• _Description of the task_:
For this exercise, retype every record below exactly and keep the pictures out.
═════ Records for the exercise ═════
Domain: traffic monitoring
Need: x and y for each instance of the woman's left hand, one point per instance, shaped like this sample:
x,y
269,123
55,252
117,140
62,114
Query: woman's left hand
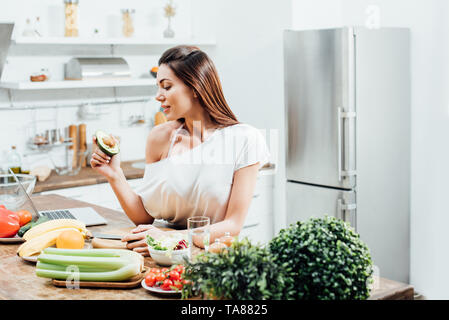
x,y
138,238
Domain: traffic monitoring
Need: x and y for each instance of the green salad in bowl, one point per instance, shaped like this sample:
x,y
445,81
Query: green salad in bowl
x,y
168,250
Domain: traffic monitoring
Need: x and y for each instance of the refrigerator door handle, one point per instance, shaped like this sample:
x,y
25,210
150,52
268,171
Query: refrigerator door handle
x,y
342,210
341,116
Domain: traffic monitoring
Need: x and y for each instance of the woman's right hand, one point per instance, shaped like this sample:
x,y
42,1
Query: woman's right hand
x,y
102,163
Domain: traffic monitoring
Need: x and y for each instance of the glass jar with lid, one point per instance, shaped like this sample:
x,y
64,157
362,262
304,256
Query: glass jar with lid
x,y
128,22
71,18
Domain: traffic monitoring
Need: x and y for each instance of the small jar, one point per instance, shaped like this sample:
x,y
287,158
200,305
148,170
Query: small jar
x,y
227,239
217,246
71,18
128,22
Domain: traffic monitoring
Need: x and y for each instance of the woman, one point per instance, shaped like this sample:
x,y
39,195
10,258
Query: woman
x,y
201,162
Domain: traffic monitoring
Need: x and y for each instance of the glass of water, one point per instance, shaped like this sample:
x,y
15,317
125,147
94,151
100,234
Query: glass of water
x,y
199,232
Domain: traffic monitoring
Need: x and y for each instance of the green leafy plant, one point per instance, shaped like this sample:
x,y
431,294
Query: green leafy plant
x,y
244,271
323,258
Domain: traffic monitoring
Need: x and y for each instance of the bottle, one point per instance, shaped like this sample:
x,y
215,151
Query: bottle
x,y
227,239
25,167
71,18
13,160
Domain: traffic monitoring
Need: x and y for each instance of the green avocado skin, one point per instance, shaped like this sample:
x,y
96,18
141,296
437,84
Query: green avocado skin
x,y
108,152
104,149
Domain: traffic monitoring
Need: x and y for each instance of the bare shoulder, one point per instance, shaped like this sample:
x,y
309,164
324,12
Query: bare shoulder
x,y
158,140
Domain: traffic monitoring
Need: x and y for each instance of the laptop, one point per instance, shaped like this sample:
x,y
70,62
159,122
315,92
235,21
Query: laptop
x,y
88,215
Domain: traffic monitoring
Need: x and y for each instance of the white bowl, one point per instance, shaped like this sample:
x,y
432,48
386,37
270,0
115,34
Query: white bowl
x,y
165,258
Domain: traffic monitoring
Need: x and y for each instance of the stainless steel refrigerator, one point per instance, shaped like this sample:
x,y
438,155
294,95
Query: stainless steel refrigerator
x,y
347,104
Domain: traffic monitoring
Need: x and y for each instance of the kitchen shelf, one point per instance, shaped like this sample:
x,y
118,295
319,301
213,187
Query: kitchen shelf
x,y
108,41
73,84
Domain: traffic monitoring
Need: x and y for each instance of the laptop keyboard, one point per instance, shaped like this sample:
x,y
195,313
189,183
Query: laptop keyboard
x,y
57,214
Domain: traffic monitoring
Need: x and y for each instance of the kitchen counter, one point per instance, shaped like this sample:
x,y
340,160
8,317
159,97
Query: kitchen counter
x,y
18,279
87,176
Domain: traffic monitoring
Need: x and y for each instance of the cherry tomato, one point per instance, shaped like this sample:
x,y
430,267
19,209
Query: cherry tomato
x,y
186,282
24,217
160,277
178,284
167,285
179,268
174,275
150,280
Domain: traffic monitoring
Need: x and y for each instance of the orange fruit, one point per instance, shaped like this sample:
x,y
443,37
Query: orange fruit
x,y
70,239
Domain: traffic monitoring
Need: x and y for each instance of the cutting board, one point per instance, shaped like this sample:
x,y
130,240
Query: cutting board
x,y
134,282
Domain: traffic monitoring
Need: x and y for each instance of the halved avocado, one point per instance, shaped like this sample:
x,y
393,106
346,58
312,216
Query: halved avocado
x,y
107,144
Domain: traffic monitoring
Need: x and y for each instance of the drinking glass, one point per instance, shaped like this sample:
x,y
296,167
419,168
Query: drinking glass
x,y
199,231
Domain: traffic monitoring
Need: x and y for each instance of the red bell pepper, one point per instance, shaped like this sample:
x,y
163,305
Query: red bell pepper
x,y
9,223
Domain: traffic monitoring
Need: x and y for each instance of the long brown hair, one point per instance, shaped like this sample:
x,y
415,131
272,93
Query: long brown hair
x,y
198,72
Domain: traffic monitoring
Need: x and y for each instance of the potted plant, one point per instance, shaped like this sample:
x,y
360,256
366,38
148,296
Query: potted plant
x,y
244,271
323,259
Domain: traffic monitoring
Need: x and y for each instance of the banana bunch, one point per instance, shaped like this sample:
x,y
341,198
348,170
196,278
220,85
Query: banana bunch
x,y
44,235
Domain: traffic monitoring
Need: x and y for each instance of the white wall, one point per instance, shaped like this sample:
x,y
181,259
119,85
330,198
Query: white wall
x,y
18,126
428,22
248,56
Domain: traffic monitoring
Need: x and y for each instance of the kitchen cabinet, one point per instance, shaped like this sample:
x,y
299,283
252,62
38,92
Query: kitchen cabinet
x,y
258,224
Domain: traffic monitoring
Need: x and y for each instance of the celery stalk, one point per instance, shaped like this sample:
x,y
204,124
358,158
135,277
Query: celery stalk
x,y
124,273
57,267
99,262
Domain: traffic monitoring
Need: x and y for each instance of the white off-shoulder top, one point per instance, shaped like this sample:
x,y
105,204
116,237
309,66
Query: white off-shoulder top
x,y
198,182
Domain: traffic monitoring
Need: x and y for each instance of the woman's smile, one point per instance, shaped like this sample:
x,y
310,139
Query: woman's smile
x,y
166,108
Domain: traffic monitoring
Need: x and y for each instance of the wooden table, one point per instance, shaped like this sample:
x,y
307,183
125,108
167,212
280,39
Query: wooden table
x,y
18,279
═════
• _Solution for this exercise_:
Domain: traffic monitoring
Need: x and y for each instance of the woman's left hand, one point per instance, shaped like this sample:
x,y
269,123
55,252
117,140
62,114
Query: woman's left hand
x,y
138,238
Domain: traffic monitoring
Need: x and y for each instance of the green salad in bowl, one point per instance, shaped like this sample:
x,y
445,81
Query: green salad in bowl
x,y
168,250
Domain: traffic monitoring
Need: x and y for each instance of the refrigerator door handle, one point per instance, shaped like this sample:
x,y
25,210
150,52
268,171
Query: refrigerator door handle
x,y
342,210
341,116
Domain: traffic monitoring
Need: x and y for each instance of the woman's right hand, one point per instance, shaped like this sample:
x,y
42,1
Query: woman's right hand
x,y
102,163
Domain: traffic monitoring
Need: x and y for each instance of the glass jar with lid, one point per instance, shaped like this sample:
x,y
64,157
362,262
304,256
Query: glass jar with lid
x,y
128,22
71,18
Domain: traffic monitoring
Need: x and y for each instance of the small jar, one point per instance, shaped like this sample:
x,y
287,158
200,305
148,170
Query: small jar
x,y
227,239
217,246
71,18
128,22
Domain: traffic monitoring
Need: x and y for each instance of the woman, one point per instance, shaped like this sample:
x,y
39,195
10,258
Query: woman
x,y
201,162
Domain: traffic monitoring
Need: x and y for each instance of the glass of water, one point per instance, shaped like this sample:
x,y
15,317
125,147
94,151
100,234
Query: glass of water
x,y
199,232
Domain: traffic monitoring
Need: x and y for each instance of the green leafy plant, one point per instance, shaped like this sample:
x,y
431,294
Query: green leafy plant
x,y
244,271
323,258
Domain: traffic monitoring
Need: x and y for each instance of the bottle, one point per instance, shaped like this sample:
x,y
215,151
Query: bottle
x,y
227,239
25,167
71,18
13,160
Domain: traffic monitoring
Need: x and y for each instance of the green avocado skin, one point per instance, shaped like this sample:
x,y
96,18
141,296
437,84
Query: green avocado skin
x,y
108,152
104,149
Domain: traffic monitoring
Need: x and y for each instance of the bare shoulder, one point per instance, shaped like this sample:
x,y
309,164
324,12
Query: bare shoulder
x,y
158,140
Domain: traffic monitoring
Need: x and y for each instance of the laptop, one point per instance, shaped like this sample:
x,y
70,62
159,122
315,92
235,21
Query: laptop
x,y
88,215
Domain: traffic monitoring
Need: x and y for each instance of the white bowl, one point per instance, shaped like this sample:
x,y
432,48
386,37
270,0
115,34
Query: white bowl
x,y
165,258
Domain: traffic monitoring
Need: x and y for each instance of the stainless steel refrigerator, one point per instance, shaped like this sample:
x,y
438,155
294,95
Query: stainless steel refrigerator
x,y
347,104
Domain: traffic monitoring
Need: x and y for each instance of the kitchen shelf, one point per instance, shaped like this sample:
x,y
118,295
319,301
213,187
Query: kitchen shelf
x,y
108,41
73,84
Domain: traffic monitoring
Need: x and y for each instance of the laptop keyboard, one point per instance, shaped like this sample:
x,y
195,313
189,183
Query: laptop keyboard
x,y
57,214
Domain: traffic monitoring
Need: x and y for each instance of the kitchen counter, one point per instance, shaped like this sample:
x,y
340,160
8,317
159,97
Query: kitchen counter
x,y
18,279
87,176
Domain: traffic monitoring
Need: x and y for each instance of the cherry tomato, one point per instance, shaped like this sample:
x,y
430,267
19,209
Query: cherry tomato
x,y
186,282
24,217
160,277
178,284
167,285
179,268
174,275
150,280
Domain: traffic monitoring
Need: x and y for each instance of the orange fruit, one point per instance, shaped like this sample:
x,y
443,37
Query: orange fruit
x,y
70,239
Domain: traffic monitoring
Need: x and y for each instance of the cutting board, one point per instance, shaped like this sample:
x,y
130,240
Query: cutting board
x,y
134,282
Domain: traffic monitoring
Need: x and y for each instance of the halved avocado, one point per instance, shaped like this sample:
x,y
393,106
346,58
312,216
Query: halved avocado
x,y
107,144
Domain: traffic monitoring
Need: x and y for each instance of the drinking glass, one point per instance, shaped like this sample:
x,y
296,167
419,168
Query: drinking glass
x,y
199,231
Domain: traffic monitoring
Need: x and y for each instance of the red bell pepper, one point per instance, shaped like this sample:
x,y
163,305
Query: red bell pepper
x,y
9,223
Domain: traffic monitoring
Need: x and y for each instance of the long brown hair, one point per instance, shaped like this sample:
x,y
415,131
272,93
Query: long brown hair
x,y
198,72
Domain: traffic monitoring
Need: x and y for each instance of the potted plant, one point per instance, shaped like this sample:
x,y
360,256
366,38
148,296
Query: potted plant
x,y
244,271
323,259
Domain: traffic monitoring
Need: x and y for each instance of the banana bunch, one point per instance, shaped like this sample:
x,y
341,198
348,170
196,278
220,85
Query: banana bunch
x,y
44,235
Domain: traffic monitoring
Need: x and y for each instance of the white wall, one point per instance, shaped like this sample:
x,y
181,259
119,85
330,198
Query: white wall
x,y
18,126
428,22
248,56
Domain: traffic monitoring
Need: x and y for each instance of the kitchen cabinet, one point per instance, shaped like this sample:
x,y
299,283
252,62
38,92
Query: kitchen cabinet
x,y
258,224
Domain: traffic monitoring
Need: x and y for each instance of the celery stalk, one point per instance, shaped like this sample:
x,y
204,124
358,158
135,277
Query: celery stalk
x,y
124,273
57,267
99,262
Domain: traffic monitoring
Need: x and y for each instance of the white off-shoulder top, one point per instance, shaped like this sample:
x,y
105,204
116,237
309,66
Query: white off-shoulder top
x,y
198,182
Domain: traffic monitoring
Need: x and y for each instance of the woman's smile, one point per instance, shaped like this sample:
x,y
310,139
Query: woman's smile
x,y
166,108
Domain: traffic monitoring
Need: x and y for each instance of the wooden table, one point per instance, shaped like this sample:
x,y
307,183
125,108
167,212
280,39
Query: wooden table
x,y
18,279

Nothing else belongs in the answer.